BEGIN Task inputs

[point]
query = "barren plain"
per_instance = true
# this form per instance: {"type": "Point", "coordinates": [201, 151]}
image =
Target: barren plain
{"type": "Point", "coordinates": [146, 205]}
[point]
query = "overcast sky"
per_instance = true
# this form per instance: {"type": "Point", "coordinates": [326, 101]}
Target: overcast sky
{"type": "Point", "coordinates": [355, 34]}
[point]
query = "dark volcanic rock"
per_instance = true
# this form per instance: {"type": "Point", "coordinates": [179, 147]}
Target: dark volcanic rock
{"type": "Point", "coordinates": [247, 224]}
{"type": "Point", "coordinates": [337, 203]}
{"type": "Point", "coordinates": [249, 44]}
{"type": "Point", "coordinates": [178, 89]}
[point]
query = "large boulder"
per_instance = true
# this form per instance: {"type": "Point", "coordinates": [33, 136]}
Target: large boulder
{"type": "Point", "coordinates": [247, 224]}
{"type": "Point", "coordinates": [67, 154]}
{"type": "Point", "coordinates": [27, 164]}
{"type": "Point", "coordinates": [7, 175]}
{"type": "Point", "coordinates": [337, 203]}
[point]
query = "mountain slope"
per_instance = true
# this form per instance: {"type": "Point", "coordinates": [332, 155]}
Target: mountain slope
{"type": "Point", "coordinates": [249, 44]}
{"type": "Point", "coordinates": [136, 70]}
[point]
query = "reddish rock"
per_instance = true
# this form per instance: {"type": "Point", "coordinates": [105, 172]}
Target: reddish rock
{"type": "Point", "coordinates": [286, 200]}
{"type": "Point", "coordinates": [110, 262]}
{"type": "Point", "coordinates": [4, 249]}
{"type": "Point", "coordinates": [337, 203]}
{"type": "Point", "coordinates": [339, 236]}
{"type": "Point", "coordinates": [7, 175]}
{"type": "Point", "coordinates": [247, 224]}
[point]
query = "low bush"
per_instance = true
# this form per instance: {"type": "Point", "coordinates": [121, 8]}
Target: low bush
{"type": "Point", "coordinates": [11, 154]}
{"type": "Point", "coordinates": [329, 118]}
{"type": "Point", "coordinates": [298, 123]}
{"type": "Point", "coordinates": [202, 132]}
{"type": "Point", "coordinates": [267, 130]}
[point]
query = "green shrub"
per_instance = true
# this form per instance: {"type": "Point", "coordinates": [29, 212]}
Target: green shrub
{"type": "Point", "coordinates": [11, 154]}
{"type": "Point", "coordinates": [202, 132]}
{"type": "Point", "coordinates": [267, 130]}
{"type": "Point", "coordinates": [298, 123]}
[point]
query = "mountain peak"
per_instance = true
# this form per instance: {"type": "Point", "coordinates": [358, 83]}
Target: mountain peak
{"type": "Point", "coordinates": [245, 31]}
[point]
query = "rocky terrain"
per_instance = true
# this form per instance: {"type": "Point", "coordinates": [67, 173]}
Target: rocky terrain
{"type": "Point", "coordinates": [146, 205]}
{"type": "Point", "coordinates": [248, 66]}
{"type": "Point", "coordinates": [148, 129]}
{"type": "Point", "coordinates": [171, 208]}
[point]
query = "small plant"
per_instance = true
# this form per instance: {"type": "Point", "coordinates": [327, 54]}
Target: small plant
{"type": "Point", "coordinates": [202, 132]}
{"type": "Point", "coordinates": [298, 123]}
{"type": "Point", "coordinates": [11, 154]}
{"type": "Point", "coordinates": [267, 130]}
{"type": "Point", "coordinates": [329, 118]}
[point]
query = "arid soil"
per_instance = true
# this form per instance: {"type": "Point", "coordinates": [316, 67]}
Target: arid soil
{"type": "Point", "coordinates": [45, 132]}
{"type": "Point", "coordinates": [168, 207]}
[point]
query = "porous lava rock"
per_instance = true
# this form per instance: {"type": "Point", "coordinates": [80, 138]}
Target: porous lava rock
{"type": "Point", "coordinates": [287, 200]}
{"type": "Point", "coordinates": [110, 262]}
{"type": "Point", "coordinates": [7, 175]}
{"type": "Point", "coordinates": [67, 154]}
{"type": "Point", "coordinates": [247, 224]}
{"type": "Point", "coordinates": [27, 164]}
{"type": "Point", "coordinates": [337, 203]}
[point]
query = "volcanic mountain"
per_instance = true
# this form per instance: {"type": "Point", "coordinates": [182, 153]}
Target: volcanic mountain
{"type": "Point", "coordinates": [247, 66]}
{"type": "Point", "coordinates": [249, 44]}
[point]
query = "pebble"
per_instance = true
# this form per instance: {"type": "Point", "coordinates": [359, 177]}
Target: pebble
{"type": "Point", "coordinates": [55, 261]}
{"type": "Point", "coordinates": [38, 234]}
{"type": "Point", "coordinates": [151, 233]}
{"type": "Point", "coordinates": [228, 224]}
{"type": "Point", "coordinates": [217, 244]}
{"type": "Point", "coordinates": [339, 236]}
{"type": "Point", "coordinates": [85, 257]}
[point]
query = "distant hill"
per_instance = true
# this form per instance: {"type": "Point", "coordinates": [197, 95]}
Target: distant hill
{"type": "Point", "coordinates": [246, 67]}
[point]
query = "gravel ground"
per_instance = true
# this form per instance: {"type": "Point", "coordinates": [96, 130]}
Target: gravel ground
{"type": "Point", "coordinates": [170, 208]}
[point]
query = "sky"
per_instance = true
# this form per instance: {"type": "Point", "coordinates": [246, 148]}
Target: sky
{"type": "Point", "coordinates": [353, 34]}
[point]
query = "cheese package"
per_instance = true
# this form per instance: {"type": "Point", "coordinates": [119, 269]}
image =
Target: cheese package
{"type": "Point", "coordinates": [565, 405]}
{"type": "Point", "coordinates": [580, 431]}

END Task inputs

Exercise requirements:
Reproduce the listing in full, exactly, so that no line is missing.

Answer to this task:
[point]
query = "barren plain"
per_instance = true
# this form per instance: {"type": "Point", "coordinates": [201, 151]}
image =
Target: barren plain
{"type": "Point", "coordinates": [146, 205]}
[point]
query = "overcast sky"
per_instance = true
# this form per instance: {"type": "Point", "coordinates": [326, 101]}
Target: overcast sky
{"type": "Point", "coordinates": [355, 34]}
[point]
query = "dark volcanic rock"
per_instance = true
# this form per instance: {"type": "Point", "coordinates": [179, 147]}
Target: dark volcanic rock
{"type": "Point", "coordinates": [247, 224]}
{"type": "Point", "coordinates": [337, 203]}
{"type": "Point", "coordinates": [249, 44]}
{"type": "Point", "coordinates": [178, 89]}
[point]
query = "large boulder"
per_instance = true
# this form per instance: {"type": "Point", "coordinates": [33, 136]}
Target: large boulder
{"type": "Point", "coordinates": [247, 224]}
{"type": "Point", "coordinates": [67, 154]}
{"type": "Point", "coordinates": [27, 164]}
{"type": "Point", "coordinates": [7, 175]}
{"type": "Point", "coordinates": [337, 203]}
[point]
query = "mountain slope"
per_instance = true
# this form per instance: {"type": "Point", "coordinates": [332, 155]}
Target: mountain slope
{"type": "Point", "coordinates": [249, 44]}
{"type": "Point", "coordinates": [136, 70]}
[point]
query = "reddish rock"
per_instance = true
# this form per instance: {"type": "Point", "coordinates": [105, 172]}
Target: reddish rock
{"type": "Point", "coordinates": [286, 200]}
{"type": "Point", "coordinates": [110, 262]}
{"type": "Point", "coordinates": [4, 249]}
{"type": "Point", "coordinates": [337, 203]}
{"type": "Point", "coordinates": [339, 236]}
{"type": "Point", "coordinates": [7, 175]}
{"type": "Point", "coordinates": [247, 224]}
[point]
query = "low bush"
per_instance = true
# this form per instance: {"type": "Point", "coordinates": [121, 8]}
Target: low bush
{"type": "Point", "coordinates": [11, 154]}
{"type": "Point", "coordinates": [329, 118]}
{"type": "Point", "coordinates": [298, 123]}
{"type": "Point", "coordinates": [202, 132]}
{"type": "Point", "coordinates": [267, 130]}
[point]
query = "green shrub"
per_instance = true
# this form per instance: {"type": "Point", "coordinates": [29, 212]}
Target: green shrub
{"type": "Point", "coordinates": [11, 154]}
{"type": "Point", "coordinates": [202, 132]}
{"type": "Point", "coordinates": [267, 130]}
{"type": "Point", "coordinates": [298, 123]}
[point]
query = "mountain peak"
per_instance = true
# this form per instance: {"type": "Point", "coordinates": [358, 83]}
Target: mountain peak
{"type": "Point", "coordinates": [245, 31]}
[point]
query = "rocky terrain"
per_instance = true
# this form per instance: {"type": "Point", "coordinates": [67, 173]}
Target: rocky terrain
{"type": "Point", "coordinates": [146, 205]}
{"type": "Point", "coordinates": [248, 66]}
{"type": "Point", "coordinates": [148, 129]}
{"type": "Point", "coordinates": [171, 208]}
[point]
query = "small plant"
per_instance = true
# this form per instance: {"type": "Point", "coordinates": [327, 54]}
Target: small plant
{"type": "Point", "coordinates": [202, 132]}
{"type": "Point", "coordinates": [298, 123]}
{"type": "Point", "coordinates": [11, 154]}
{"type": "Point", "coordinates": [267, 130]}
{"type": "Point", "coordinates": [329, 118]}
[point]
query = "arid soil"
per_instance = true
# this form per instance: {"type": "Point", "coordinates": [316, 67]}
Target: arid soil
{"type": "Point", "coordinates": [45, 132]}
{"type": "Point", "coordinates": [168, 207]}
[point]
query = "porous lava rock"
per_instance = true
# this form per instance: {"type": "Point", "coordinates": [80, 138]}
Target: porous lava rock
{"type": "Point", "coordinates": [287, 200]}
{"type": "Point", "coordinates": [110, 262]}
{"type": "Point", "coordinates": [7, 175]}
{"type": "Point", "coordinates": [67, 154]}
{"type": "Point", "coordinates": [247, 224]}
{"type": "Point", "coordinates": [27, 164]}
{"type": "Point", "coordinates": [337, 203]}
[point]
query = "volcanic mountain"
per_instance = true
# this form per instance: {"type": "Point", "coordinates": [182, 153]}
Target: volcanic mountain
{"type": "Point", "coordinates": [247, 66]}
{"type": "Point", "coordinates": [249, 44]}
[point]
query = "pebble"
per_instance = true
# this form per instance: {"type": "Point", "coordinates": [359, 177]}
Target: pebble
{"type": "Point", "coordinates": [55, 261]}
{"type": "Point", "coordinates": [38, 234]}
{"type": "Point", "coordinates": [151, 233]}
{"type": "Point", "coordinates": [228, 224]}
{"type": "Point", "coordinates": [217, 244]}
{"type": "Point", "coordinates": [339, 236]}
{"type": "Point", "coordinates": [85, 257]}
[point]
query = "distant hill"
per_instance = true
# this form per instance: {"type": "Point", "coordinates": [197, 95]}
Target: distant hill
{"type": "Point", "coordinates": [246, 67]}
[point]
query = "gravel ground"
per_instance = true
# this form per instance: {"type": "Point", "coordinates": [96, 130]}
Target: gravel ground
{"type": "Point", "coordinates": [170, 208]}
[point]
query = "sky"
per_instance = true
# this form per instance: {"type": "Point", "coordinates": [246, 148]}
Target: sky
{"type": "Point", "coordinates": [353, 34]}
[point]
query = "cheese package"
per_instance = true
# this form per instance: {"type": "Point", "coordinates": [119, 269]}
image =
Target: cheese package
{"type": "Point", "coordinates": [565, 405]}
{"type": "Point", "coordinates": [580, 431]}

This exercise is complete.